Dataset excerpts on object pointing
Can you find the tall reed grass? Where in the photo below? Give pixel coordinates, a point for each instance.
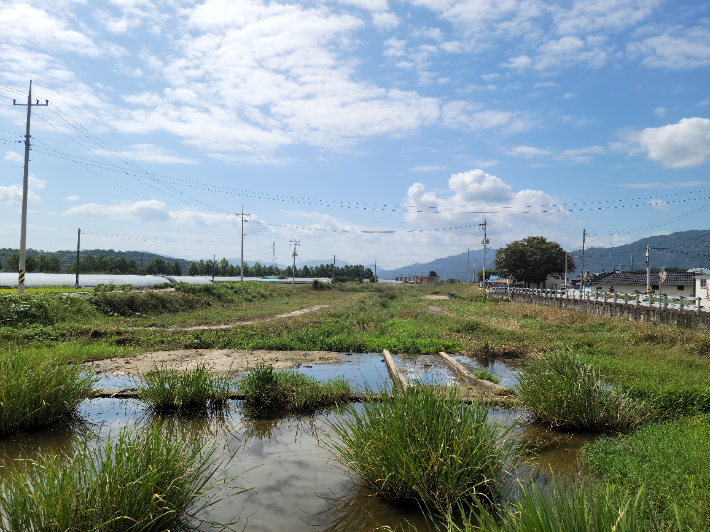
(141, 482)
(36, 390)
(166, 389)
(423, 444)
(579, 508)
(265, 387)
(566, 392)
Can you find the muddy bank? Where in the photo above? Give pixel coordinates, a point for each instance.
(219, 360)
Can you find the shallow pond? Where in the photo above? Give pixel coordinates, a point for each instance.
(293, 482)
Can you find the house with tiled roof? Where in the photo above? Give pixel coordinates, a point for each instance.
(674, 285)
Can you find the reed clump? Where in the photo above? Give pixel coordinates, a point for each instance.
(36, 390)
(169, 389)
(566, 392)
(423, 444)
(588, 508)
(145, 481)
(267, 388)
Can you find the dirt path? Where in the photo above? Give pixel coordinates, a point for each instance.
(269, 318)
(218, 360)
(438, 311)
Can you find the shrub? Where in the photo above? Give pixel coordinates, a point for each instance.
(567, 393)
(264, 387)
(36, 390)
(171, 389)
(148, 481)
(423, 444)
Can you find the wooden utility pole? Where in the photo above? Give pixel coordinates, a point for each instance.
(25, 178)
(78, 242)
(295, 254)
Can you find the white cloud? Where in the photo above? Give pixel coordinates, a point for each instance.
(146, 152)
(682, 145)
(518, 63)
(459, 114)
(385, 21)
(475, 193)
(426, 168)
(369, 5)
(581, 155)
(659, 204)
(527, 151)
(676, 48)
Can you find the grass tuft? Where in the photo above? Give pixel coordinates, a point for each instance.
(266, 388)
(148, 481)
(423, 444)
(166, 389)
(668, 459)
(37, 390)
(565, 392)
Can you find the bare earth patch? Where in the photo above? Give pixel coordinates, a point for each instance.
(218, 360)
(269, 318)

...

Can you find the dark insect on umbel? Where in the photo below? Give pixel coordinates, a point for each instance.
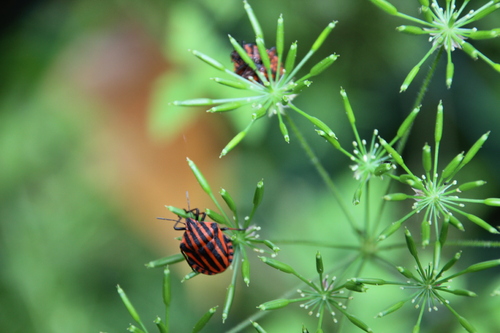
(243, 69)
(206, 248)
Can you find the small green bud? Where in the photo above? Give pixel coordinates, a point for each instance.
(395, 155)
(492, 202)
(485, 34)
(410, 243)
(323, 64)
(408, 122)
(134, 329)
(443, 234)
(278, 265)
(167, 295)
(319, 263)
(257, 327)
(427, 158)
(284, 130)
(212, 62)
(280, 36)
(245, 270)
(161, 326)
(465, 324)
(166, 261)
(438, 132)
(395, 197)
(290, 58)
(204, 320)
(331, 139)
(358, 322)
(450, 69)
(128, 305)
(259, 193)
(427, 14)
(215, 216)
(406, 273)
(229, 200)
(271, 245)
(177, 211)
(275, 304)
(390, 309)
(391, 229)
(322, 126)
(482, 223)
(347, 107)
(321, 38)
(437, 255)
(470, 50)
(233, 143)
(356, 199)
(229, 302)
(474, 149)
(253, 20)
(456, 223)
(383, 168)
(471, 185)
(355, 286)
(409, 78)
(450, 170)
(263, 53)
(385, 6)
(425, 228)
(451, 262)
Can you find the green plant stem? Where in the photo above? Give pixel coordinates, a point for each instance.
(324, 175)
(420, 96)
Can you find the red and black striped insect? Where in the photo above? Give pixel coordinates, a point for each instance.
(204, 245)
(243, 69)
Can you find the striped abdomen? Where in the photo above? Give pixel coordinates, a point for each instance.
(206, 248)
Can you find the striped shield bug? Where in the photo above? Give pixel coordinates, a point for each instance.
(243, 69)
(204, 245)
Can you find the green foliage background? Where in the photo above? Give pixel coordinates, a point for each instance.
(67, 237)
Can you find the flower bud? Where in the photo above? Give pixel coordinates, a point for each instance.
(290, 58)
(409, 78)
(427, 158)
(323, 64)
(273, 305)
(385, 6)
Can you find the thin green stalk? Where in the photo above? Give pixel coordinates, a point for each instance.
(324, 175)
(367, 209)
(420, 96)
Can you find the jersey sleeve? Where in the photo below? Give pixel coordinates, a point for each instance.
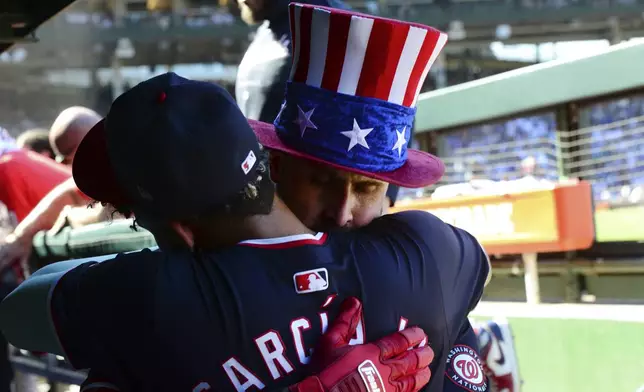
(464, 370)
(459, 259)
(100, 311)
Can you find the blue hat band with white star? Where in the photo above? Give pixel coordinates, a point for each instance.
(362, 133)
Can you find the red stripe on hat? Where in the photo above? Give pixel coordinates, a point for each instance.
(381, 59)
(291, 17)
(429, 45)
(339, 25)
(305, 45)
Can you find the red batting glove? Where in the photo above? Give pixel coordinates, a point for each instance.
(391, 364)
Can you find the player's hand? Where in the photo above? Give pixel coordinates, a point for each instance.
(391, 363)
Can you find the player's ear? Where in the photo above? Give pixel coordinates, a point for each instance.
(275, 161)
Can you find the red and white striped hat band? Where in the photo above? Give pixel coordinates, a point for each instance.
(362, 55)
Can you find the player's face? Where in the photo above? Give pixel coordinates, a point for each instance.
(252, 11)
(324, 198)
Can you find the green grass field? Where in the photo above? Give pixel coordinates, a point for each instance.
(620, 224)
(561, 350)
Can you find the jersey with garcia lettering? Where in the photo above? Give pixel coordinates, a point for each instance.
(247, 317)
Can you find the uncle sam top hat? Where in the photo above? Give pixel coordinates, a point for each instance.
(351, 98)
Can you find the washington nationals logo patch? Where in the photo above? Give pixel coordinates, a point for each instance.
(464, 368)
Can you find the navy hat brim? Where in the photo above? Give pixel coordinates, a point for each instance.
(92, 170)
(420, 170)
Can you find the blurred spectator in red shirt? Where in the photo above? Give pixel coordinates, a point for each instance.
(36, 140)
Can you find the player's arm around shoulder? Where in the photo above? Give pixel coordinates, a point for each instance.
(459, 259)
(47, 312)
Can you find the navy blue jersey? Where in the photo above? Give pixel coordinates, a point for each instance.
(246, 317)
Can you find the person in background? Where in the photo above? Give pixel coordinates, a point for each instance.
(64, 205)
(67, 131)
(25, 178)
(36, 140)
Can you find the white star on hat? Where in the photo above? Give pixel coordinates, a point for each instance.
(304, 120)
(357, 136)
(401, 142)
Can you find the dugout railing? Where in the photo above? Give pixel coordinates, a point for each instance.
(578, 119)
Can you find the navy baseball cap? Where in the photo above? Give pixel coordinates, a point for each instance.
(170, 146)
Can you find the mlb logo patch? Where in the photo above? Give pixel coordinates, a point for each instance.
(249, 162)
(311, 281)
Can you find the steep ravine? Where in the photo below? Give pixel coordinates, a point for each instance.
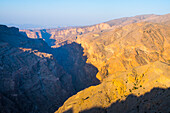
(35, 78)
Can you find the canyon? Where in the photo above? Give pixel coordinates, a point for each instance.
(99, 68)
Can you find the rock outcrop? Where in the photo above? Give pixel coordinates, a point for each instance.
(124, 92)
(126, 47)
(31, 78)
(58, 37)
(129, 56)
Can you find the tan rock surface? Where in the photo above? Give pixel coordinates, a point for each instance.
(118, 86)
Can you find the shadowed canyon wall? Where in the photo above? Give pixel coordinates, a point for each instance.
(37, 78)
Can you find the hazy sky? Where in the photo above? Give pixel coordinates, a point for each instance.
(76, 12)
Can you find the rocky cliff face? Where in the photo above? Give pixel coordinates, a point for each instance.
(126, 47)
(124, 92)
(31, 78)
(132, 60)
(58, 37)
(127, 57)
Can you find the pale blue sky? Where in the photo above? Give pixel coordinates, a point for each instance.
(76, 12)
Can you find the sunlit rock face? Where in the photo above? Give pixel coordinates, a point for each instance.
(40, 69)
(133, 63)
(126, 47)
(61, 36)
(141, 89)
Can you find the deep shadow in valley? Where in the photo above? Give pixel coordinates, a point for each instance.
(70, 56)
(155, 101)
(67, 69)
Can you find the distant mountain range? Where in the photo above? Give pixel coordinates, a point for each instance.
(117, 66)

■ What to work on ■
Collect every line of the material above that contains the string "band", and copy each one in full.

■ Output of the task ■
Can you find the blue hat band with white star? Where in the photo above? Give pixel coordinates, a point for each instance.
Can you find the red and white striped hat band? Where in the photo above? Give pixel coordinates, a point for each instance.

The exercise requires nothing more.